## What you are asked to do
Pull out each line below that contains the word "positive" and copy it in full.

[[ Data provided open ]]

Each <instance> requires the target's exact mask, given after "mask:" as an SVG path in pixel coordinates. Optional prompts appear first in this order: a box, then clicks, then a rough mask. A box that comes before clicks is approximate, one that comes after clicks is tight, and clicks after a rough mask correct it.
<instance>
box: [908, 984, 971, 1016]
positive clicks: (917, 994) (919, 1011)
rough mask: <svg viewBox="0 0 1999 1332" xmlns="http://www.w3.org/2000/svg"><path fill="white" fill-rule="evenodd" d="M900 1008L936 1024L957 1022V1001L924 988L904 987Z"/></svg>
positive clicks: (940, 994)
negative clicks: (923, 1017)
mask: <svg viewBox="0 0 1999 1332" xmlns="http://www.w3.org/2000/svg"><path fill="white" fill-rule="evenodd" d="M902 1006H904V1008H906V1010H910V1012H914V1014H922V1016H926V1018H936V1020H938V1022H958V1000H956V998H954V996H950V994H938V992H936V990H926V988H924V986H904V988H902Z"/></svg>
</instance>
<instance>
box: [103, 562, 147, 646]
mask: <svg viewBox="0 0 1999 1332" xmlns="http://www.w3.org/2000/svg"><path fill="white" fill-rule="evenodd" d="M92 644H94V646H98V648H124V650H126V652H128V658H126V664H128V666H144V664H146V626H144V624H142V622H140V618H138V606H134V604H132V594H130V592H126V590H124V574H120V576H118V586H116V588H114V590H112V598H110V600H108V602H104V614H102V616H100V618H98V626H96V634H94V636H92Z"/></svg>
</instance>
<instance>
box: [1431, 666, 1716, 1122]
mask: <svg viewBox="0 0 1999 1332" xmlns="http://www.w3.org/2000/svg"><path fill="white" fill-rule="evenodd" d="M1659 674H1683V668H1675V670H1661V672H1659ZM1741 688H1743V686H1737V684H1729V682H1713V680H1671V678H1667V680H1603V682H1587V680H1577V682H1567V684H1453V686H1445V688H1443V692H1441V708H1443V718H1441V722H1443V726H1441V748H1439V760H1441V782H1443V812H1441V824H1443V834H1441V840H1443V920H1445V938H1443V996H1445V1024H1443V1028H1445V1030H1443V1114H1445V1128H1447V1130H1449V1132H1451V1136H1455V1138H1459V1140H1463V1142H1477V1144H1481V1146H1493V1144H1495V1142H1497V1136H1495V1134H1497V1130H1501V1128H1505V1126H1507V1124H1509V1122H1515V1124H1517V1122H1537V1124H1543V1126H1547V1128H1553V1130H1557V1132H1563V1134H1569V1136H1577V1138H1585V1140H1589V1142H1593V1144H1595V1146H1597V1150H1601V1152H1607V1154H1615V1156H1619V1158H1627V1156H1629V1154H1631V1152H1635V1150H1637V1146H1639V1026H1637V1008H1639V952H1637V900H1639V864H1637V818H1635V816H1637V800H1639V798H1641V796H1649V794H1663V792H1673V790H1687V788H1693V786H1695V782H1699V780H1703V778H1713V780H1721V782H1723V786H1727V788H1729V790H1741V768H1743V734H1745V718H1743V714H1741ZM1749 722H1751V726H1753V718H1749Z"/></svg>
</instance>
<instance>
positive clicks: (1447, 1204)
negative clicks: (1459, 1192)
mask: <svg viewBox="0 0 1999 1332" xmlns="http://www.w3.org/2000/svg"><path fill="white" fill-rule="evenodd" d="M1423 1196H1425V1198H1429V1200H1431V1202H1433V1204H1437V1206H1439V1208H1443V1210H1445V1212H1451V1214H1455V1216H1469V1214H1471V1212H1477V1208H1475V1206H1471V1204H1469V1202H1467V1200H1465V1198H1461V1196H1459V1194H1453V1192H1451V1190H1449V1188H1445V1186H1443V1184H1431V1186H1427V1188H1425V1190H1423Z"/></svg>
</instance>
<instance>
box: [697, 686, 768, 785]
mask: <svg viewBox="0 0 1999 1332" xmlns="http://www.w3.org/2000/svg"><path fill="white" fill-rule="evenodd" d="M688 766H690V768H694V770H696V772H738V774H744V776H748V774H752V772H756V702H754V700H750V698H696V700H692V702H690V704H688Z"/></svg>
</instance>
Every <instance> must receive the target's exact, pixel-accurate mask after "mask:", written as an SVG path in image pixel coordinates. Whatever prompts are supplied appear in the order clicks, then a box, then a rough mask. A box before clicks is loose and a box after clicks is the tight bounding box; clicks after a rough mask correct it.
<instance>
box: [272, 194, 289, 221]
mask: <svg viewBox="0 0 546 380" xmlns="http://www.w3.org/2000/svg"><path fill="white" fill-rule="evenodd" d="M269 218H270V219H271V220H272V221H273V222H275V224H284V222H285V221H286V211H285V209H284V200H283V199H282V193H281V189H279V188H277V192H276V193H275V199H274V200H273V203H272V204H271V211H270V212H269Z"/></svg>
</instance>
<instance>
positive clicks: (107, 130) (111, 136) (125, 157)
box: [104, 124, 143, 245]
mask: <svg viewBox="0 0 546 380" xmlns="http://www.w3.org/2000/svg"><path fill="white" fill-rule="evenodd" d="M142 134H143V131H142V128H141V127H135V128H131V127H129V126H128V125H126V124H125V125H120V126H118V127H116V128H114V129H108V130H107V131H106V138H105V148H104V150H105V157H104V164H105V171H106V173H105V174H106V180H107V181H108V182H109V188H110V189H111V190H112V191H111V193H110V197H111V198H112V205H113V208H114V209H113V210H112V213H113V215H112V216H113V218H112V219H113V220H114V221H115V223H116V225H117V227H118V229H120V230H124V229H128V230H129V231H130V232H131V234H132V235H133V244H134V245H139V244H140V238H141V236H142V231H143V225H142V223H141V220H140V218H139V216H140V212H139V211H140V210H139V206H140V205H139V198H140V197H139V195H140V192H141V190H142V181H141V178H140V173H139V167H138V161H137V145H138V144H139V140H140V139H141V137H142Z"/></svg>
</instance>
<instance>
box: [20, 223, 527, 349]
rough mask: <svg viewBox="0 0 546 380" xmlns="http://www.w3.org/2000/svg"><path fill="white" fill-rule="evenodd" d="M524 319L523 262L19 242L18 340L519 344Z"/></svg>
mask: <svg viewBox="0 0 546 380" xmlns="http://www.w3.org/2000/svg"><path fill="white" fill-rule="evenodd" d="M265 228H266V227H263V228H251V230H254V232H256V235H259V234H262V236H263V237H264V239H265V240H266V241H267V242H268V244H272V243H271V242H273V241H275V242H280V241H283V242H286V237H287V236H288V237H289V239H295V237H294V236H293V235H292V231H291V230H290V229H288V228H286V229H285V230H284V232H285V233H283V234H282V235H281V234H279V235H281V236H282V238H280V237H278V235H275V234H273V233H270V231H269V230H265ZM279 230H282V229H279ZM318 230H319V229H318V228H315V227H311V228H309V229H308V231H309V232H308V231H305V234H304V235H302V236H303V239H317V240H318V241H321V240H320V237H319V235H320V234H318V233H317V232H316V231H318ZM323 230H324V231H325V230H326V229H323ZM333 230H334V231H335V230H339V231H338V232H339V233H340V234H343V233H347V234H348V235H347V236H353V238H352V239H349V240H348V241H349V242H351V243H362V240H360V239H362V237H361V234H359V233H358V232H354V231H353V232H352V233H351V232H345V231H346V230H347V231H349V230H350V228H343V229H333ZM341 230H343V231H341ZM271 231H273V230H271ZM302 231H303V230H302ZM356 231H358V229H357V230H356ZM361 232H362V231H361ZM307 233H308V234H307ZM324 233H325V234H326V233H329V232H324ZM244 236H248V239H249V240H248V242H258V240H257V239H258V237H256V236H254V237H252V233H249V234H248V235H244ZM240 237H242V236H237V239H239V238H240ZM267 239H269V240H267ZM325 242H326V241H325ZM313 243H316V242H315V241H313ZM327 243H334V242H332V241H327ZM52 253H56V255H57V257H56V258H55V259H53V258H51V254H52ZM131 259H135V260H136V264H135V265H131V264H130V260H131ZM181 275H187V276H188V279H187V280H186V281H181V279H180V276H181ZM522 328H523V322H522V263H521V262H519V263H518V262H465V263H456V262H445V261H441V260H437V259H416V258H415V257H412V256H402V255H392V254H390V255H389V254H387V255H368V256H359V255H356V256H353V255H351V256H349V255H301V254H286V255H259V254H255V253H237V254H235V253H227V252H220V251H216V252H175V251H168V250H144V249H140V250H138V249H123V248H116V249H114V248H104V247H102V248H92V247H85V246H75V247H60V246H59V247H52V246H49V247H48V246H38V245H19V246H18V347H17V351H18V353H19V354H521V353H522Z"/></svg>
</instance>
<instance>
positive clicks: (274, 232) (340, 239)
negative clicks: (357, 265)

[[ Data provided closed ]]

## Response for this exercise
positive clicks: (917, 994) (919, 1011)
positive clicks: (940, 994)
positive clicks: (1447, 1204)
positive clicks: (107, 130) (111, 136) (125, 157)
positive clicks: (274, 232) (340, 239)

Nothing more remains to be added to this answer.